* _Texte extrait_:
+ + + +

Le premier ministre israélien promet de « changer le Proche-Orient ». Son ministre de la défense a ordonné une hausse de l’intensité des frappes aériennes sur la bande de Gaza. Des affrontements ont eu lieu au Nord, à la frontière libanaise. Des roquettes ont été tirées sur Jérusalem.

La rédaction de Mediapart et Agence France-Presse

9 octobre 2023 à 13h05

LeLe premier ministre israélien Benyamin Nétanyahou a promis lundi 9 octobre de « changer le Proche-Orient ». « Ce que le Hamas va vivre sera difficile et terrible ; nous sommes déjà en campagne et nous ne faisons que commencer », a déclaré le premier ministre, selon un communiqué. « L’État ne ménagera aucun effort pour vous aider tous [le premier ministre s’adresse à des élus du Sud israélien – ndlr]. Je vous demande de rester fermes car nous allons changer le Proche-Orient »,a ajouté Nétanyahou.

En fin d’après-midi, le cabinet du ministre de la défense a annoncé que Yoav Galant, le ministre, a ordonné d’augmenter l’intensité des frappes aériennes dans la bande de Gaza. Tous les pilotes réservistes sont rappelés à leur poste. Des vidéos postées sur les réseaux sociaux montraient lundi soir des bombardements massifs sur l’enclave palestinienne.

+ + + +

* _Exercices à faire_:
**A.** Résumez l'article en deux phrases.
**B.** Recopiez le passage de l'article qui commence aux mots « LeLe premier ministre » et s'arrête après les mots « sur l’enclave palestinienne. ».

+ + + +

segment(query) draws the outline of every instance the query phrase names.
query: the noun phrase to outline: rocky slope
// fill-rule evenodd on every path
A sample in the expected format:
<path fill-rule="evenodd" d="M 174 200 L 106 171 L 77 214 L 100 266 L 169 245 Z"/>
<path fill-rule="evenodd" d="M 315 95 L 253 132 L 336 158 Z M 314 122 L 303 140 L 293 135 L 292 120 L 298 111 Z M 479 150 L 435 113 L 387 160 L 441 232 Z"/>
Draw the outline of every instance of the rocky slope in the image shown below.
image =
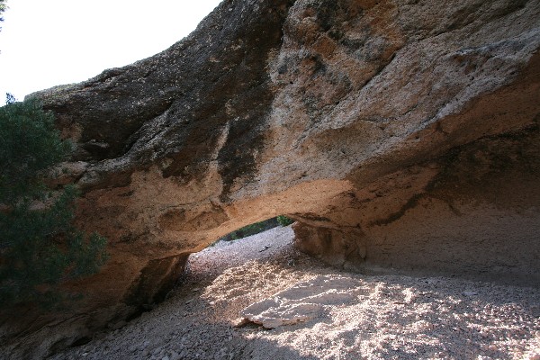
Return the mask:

+ + + +

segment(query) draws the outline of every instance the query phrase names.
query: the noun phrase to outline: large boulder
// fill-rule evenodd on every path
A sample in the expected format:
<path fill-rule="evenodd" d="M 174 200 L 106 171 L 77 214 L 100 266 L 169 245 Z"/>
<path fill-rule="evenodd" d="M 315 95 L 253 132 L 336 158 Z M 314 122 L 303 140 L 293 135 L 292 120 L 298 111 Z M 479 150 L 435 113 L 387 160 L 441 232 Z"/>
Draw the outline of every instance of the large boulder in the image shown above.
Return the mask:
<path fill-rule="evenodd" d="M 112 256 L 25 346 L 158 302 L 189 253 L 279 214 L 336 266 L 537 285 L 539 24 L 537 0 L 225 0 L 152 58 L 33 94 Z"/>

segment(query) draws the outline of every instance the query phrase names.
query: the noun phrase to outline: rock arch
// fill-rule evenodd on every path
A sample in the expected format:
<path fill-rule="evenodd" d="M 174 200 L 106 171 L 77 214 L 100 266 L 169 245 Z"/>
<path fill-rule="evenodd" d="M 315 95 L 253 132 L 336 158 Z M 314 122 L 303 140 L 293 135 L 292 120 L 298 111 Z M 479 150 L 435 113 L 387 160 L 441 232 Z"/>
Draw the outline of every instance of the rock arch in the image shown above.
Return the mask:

+ + + +

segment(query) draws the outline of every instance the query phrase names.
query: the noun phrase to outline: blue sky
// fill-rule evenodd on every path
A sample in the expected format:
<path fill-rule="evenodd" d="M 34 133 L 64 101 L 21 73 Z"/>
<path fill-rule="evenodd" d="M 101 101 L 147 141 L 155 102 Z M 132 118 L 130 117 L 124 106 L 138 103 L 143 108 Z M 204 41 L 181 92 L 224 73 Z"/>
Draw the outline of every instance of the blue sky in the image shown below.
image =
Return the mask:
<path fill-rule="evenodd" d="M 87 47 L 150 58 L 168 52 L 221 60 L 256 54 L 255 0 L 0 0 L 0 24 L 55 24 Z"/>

+ + + +

* _Exercices corrigés_:
**A.** Le premier ministre israélien Benyamin Nétanyahou a promis le 9 octobre 2023 de « changer le Proche-Orient », en annonçant que ce que le Hamas allait vivre serait difficile et terrible. Le ministre de la défense, Yoav Galant, a ordonné d'augmenter l'intensité des frappes aériennes sur la bande de Gaza, tandis que des affrontements ont eu lieu à la frontière libanaise et que des roquettes ont été tirées sur Jérusalem.

**B.**
LeLe premier ministre israélien Benyamin Nétanyahou a promis lundi 9 octobre de « changer le Proche-Orient ». « Ce que le Hamas va vivre sera difficile et terrible ; nous sommes déjà en campagne et nous ne faisons que commencer », a déclaré le premier ministre, selon un communiqué. « L’État ne ménagera aucun effort pour vous aider tous [le premier ministre s’adresse à des élus du Sud israélien – ndlr]. Je vous demande de rester fermes car nous allons changer le Proche-Orient »,a ajouté Nétanyahou.

En fin d’après-midi, le cabinet du ministre de la défense a annoncé que Yoav Galant, le ministre, a ordonné d’augmenter l’intensité des frappes aériennes dans la bande de Gaza. Tous les pilotes réservistes sont rappelés à leur poste. Des vidéos postées sur les réseaux sociaux montraient lundi soir des bombardements massifs sur l’enclave palestinienne.